*Text passage:*
[Start of Attachment]

Yeah, I mean, I don’t really see it too differently than probably the startups that are on the call or the processes that you guys look for when you’re investing. But we’re obviously starting with the problem that we’re trying to solve. We’re trying to make sure we understand and know the audience that we’re serving.In my case, it started with trying to solve the problem for one. And then when I was able to successfully feel like I solved it for me, I knew there were people that were like me. So I wasn’t just one of one, but I was one of many.
And it takes consistent effort for us to continue to remind ourselves of who the audience is that we’re serving. So we’re not serving—we have people all, at this point—we have people from all walks of life that are using the app, but the core audience we’re serving are still people that—they’re not necessarily hostile to scripture, but they also are not experts either.
Speaker 2:
And if they’re highly engaged in the Bible in some other format, that’s fine. I’m sure they can use our app—that’s not really the audience that we’re after. We’re really after the people that say, “I wonder if there’s something in that book or something that’s in that content that could be helpful and help me through this situation I’m dealing with in life.” We have so many felt needs that people have that are coming to the app, and they don’t know where to begin. The Bible’s oftentimes intimidating for them. “Help me understand what this means” is a common question—where they’re trying to just understand the meaning behind it.And so we’re like, okay, how do we create on-ramps to scripture? How do we help people find the passages that are relevant for the needs that they have and what they’re going through, and realize that we’re really just trying? That’s kind of some of the core problems we’re trying to solve. And as we think about the user experience, that’s what we’re focused on.
From a KPI perspective, we call it a transformation funnel, but it basically looks very similar to, I’m sure, many things that you guys have seen and use. Obviously, someone can’t be impacted by our app unless they install it or unless they have the app. So it starts, of course, with the number of unique devices that installed it.
And then we go to being known. We want the ability to—the users can use our app anonymously—but we actually desire to have a relationship with them. And so that gives us the ability to talk to the user outside the app, extend outside of just the framework that’s there. So for us, it’s a free account registered user metric. That’s about 185 million right now, the number of unique registered users we have, and that grows by a couple million a month.
So that’s kind of our framework. But then as you go further, all the way down deep in the funnel, the metric that we really look at the most is a DAU-plus-four metric. So you have daily active users, you’ve got the DAU, but then the DAU-plus-four is really a seven-day trailing metric that says that this individual person actually used the app four or more times in the last seven days.
And the reason that that’s significant is that there’s been third-party research—not our research—that indicated there’s a high correlation between people that have Bible engagement four or more times per week and all sorts of different outcomes that probably most of us, whether we’re a Christian or not a Christian, would actually agree are good outcomes. So: decrease in addiction, decrease in divorce rates, drunkenness—just things that are human behaviors. We find there’s a high correlation to improvements in all of those metrics with just having scripture be a part of your life four or more times per week.

[End of Attachment]

Extend the transcript on the Bible app's audience and engagement metrics, starting right after its last sentence. The records have nothing to do with this.

*Extracted data:*

[Start of Attachment]

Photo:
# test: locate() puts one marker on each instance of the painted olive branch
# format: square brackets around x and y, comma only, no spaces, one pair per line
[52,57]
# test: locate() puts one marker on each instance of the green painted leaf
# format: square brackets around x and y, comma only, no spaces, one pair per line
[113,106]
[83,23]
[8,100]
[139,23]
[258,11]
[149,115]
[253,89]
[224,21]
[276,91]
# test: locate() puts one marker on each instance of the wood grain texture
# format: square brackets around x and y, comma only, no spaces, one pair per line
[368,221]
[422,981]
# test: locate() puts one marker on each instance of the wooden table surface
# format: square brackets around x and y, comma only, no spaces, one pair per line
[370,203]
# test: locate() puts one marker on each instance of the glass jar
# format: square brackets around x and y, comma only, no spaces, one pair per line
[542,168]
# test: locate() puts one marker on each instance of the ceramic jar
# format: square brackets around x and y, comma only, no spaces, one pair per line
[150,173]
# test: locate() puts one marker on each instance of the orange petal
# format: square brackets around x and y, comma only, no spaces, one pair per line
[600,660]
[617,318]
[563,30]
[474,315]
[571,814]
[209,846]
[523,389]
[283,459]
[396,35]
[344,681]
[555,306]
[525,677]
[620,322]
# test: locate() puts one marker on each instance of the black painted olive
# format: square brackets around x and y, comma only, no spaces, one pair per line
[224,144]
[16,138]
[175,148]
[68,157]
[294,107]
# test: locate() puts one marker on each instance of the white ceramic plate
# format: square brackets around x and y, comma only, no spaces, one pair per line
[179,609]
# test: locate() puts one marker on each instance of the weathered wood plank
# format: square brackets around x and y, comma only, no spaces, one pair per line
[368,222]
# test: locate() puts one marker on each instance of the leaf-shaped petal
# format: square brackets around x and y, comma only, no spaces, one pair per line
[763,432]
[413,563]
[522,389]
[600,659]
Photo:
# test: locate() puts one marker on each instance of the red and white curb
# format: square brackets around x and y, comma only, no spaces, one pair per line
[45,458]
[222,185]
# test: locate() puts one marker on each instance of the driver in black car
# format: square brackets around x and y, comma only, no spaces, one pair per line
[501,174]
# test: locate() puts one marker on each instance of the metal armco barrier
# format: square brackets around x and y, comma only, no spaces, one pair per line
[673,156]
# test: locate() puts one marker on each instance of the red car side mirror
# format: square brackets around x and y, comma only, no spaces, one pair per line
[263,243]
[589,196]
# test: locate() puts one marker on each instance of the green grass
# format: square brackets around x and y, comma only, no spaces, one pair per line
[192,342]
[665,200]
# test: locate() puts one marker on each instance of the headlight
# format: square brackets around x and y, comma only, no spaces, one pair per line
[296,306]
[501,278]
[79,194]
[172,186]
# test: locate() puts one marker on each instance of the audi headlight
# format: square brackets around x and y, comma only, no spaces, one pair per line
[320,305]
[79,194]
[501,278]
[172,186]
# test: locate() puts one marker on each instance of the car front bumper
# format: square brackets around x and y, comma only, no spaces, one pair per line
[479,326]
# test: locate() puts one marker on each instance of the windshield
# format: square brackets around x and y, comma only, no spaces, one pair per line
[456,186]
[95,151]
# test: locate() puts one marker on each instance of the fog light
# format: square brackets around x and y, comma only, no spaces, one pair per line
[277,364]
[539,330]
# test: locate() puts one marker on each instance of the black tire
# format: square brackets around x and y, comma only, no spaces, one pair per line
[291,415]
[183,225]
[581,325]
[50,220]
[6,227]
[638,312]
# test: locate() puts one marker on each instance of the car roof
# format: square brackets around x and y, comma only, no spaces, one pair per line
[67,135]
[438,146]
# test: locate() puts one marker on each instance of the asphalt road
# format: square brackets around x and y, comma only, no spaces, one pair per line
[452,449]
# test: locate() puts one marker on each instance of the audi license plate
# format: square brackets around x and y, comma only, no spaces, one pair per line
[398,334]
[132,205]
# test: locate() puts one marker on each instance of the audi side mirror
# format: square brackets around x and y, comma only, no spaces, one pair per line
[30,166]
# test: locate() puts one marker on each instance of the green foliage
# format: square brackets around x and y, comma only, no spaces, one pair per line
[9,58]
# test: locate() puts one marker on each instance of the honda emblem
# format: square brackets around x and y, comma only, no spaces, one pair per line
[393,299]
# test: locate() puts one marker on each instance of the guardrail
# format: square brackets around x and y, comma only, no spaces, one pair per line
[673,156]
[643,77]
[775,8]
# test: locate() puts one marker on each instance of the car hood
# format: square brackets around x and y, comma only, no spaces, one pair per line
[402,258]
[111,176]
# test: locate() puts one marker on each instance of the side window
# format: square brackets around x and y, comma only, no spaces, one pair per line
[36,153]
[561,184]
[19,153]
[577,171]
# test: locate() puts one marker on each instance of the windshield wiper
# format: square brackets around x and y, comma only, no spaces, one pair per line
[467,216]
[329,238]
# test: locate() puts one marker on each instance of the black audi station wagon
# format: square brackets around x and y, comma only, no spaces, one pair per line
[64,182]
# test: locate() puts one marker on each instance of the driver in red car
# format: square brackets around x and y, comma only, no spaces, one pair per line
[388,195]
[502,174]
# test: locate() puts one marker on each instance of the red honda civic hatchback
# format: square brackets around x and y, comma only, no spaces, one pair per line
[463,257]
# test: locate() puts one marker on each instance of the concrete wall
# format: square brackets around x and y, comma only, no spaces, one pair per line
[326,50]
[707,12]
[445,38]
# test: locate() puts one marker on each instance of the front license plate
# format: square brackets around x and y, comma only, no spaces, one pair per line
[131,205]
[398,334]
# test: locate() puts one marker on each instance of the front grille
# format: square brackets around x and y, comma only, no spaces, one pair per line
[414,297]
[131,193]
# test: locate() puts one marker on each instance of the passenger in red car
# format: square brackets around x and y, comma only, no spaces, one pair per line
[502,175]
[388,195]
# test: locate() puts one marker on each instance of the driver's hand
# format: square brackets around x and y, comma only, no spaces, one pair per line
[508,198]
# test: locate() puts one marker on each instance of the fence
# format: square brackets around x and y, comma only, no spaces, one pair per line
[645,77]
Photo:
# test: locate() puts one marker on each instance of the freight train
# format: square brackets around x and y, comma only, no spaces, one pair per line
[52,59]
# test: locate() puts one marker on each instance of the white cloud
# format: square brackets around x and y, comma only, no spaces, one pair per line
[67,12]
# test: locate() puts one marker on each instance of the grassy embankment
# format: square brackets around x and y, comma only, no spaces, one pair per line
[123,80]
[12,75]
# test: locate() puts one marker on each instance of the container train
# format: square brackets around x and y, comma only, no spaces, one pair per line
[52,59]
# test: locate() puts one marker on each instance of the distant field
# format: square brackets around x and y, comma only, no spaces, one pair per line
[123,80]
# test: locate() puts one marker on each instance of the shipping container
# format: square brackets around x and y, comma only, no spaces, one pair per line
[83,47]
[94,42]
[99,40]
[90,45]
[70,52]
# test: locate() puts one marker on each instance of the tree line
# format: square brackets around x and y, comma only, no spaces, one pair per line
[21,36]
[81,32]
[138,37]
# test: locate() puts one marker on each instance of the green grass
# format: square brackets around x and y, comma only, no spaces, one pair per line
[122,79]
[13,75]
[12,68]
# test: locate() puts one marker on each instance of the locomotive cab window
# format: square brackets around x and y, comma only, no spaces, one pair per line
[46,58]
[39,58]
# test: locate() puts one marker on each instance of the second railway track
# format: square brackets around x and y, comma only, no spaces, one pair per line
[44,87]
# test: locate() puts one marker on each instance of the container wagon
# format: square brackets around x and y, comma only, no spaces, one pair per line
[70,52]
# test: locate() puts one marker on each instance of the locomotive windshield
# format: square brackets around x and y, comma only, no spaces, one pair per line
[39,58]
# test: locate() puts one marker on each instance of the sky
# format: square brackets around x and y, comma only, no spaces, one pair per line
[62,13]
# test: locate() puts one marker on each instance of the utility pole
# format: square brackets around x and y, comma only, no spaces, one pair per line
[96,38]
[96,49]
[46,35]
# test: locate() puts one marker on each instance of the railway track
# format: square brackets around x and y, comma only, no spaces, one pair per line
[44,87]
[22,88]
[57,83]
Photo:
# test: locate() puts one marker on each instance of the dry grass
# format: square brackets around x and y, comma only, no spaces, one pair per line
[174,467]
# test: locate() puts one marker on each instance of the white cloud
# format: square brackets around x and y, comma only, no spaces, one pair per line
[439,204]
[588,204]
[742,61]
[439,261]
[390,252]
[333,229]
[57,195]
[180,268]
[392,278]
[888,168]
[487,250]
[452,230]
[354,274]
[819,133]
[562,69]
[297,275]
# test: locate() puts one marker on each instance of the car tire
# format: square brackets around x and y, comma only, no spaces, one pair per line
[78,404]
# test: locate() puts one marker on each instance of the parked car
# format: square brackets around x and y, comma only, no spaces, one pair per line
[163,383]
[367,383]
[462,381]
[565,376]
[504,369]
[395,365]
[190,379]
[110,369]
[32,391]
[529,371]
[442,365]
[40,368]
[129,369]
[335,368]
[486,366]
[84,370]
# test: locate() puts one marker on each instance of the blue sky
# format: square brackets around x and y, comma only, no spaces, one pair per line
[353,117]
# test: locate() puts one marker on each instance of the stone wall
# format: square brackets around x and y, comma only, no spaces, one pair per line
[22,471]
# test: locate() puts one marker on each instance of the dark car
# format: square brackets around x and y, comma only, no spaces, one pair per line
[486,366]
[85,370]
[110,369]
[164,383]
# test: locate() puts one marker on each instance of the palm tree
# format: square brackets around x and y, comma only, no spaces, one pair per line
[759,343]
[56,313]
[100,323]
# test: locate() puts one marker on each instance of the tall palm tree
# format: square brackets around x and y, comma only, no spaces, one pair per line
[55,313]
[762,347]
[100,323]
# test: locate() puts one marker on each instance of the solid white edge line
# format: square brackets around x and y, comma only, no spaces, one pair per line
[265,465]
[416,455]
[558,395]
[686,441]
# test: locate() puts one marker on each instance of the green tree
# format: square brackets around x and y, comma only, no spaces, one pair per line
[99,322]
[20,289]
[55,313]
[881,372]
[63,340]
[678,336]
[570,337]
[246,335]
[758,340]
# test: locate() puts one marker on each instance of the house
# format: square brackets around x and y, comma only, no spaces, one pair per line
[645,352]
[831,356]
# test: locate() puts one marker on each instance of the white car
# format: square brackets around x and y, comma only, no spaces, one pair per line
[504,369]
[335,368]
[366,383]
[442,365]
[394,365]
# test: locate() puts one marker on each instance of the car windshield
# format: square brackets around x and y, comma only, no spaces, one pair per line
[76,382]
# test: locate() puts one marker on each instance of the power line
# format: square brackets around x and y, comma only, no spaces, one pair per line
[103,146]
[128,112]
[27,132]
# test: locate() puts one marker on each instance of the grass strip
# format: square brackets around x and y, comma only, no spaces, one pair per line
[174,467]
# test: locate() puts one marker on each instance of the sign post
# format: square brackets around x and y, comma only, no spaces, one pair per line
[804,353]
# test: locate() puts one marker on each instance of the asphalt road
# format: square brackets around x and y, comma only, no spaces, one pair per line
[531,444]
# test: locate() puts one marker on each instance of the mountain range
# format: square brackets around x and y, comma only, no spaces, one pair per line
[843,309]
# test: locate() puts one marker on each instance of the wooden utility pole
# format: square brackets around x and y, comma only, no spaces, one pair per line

[End of Attachment]

*Result:*
So that’s actually the bottom-of-our-funnel focal point that we try to design around. So if you use our app, you’ll see things that are encouraging weekly engagement. We’re not just trying to have you come back next week or see you at church or whatever. It’s all focused on daily habit formation. We’re trying to make it something that is constructed in a way that is designed for that type of metric.
Speaker 1:
Great. Well, amazing growth and obviously life impact. What’s been the key to some of this recent growth? I know there’s sort of a lite version of YouVersion for hard-to-access areas, or is it new countries? New design?Speaker 2:
Yeah, so I think honestly, we had an inflection point a couple of years ago, and that’s what we’re seeing today as the result of this real shift. Prior to that—if you take the first 14 years—we had growth. And then in the last five of those 14 years, the growth would have been top-line single-digit growth in terms of that KPI funnel I was just mentioning.And I think we kind of settled into a mode of just saying, okay, it had grown really quickly and now it had somehow matured. And we were just now in this slower—it was growing but kind of closer to flat, closer to a little bit of growth type mode. And I just felt super uncomfortable with it. It was like this growing discomfort that I had.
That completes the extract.